## [Requirement]
Rewrite the items in the stretch from the line containing "Get domed roof" through the line containing "left=335, top=218, right=373, bottom=237". Change "fountain" to "pavilion" and leave everything else as it is.

## [Supplied records]
■ ■ ■ ■ ■

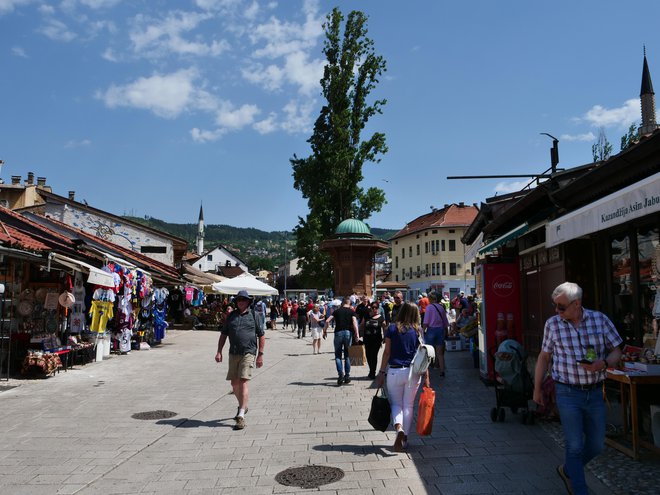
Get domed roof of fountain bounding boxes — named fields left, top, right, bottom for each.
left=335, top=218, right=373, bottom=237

■ ■ ■ ■ ■

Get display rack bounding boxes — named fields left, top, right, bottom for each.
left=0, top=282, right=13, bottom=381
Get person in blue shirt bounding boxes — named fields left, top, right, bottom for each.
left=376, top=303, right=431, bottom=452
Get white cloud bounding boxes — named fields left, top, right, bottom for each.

■ ■ ■ ■ ■

## [Task output]
Get domed roof of pavilion bounding boxes — named fields left, top, right, bottom for each.
left=335, top=218, right=373, bottom=237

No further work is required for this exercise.